WRITTEN TASK A: In the text on the expression "an eye for an eye," what is this legal rule called in jurisprudence?

Vengeance

Does the Expression “Eye for an Eye” Call for Vengeance?

Vengeance

The expression “an eye for an eye” comes from the Old Testament and expresses a legal rule aimed at limiting retaliation and replacing it with punishment determined by a court of law based on the principle of equal retribution. In jurisprudence, this rule is known as “Lex talionis” or retributive justice.

Thousands of years ago, human vengeance knew no bounds. In primitive times, a crime against a member of a clan was avenged by his kin, and it was not only the perpetrator who suffered, but also his relatives. Punishment was often worse than the crime. It triggered the next round of revenge, often causing a petty conflict to escalate into a long bloody feud. These customs were also characteristic of the ancient Jews. To change this, the Lord, acting through the prophet Moses, established a new judicial system based on the principle of equal, symmetrical retribution. For its time it was a significant step forward in understanding what true justice is.

The Origin

We first find the expression “an eye for an eye” in Exodus, the second of the five legislative books of Prophet Moses:

When people who are fighting injure a pregnant woman so that there is a miscarriage and yet no further harm follows, the one responsible shall be fined what the woman’s husband demands, paying as much as the judges determine. If any harm follows, then you shall give life for life, eye for eye, tooth for tooth, hand for hand, foot for foot, burn for burn, wound for wound, stripe for stripe. (Ex 21:22-25).

This law is repeated in Leviticus, the third book of Moses.

GIVEN INFORMATION:
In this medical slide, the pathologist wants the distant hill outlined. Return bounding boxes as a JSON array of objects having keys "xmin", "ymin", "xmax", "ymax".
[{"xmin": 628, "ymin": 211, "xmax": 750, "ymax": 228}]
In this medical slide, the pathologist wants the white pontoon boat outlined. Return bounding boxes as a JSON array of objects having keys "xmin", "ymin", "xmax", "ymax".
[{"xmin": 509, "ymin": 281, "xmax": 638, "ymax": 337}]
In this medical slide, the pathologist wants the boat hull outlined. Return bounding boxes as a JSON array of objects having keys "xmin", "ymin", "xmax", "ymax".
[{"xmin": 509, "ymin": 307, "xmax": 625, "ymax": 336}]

WRITTEN TASK B: Rewrite every one of the rows, switching "pathologist" to "analyst" and leaving everything else unchanged.

CORRECT ANSWER A: It is called "Lex talionis," or retributive justice.

CORRECT ANSWER B:
In this medical slide, the analyst wants the distant hill outlined. Return bounding boxes as a JSON array of objects having keys "xmin", "ymin", "xmax", "ymax".
[{"xmin": 628, "ymin": 211, "xmax": 750, "ymax": 228}]
In this medical slide, the analyst wants the white pontoon boat outlined. Return bounding boxes as a JSON array of objects having keys "xmin", "ymin", "xmax", "ymax".
[{"xmin": 509, "ymin": 281, "xmax": 638, "ymax": 337}]
In this medical slide, the analyst wants the boat hull outlined. Return bounding boxes as a JSON array of objects having keys "xmin", "ymin", "xmax", "ymax".
[{"xmin": 509, "ymin": 307, "xmax": 625, "ymax": 336}]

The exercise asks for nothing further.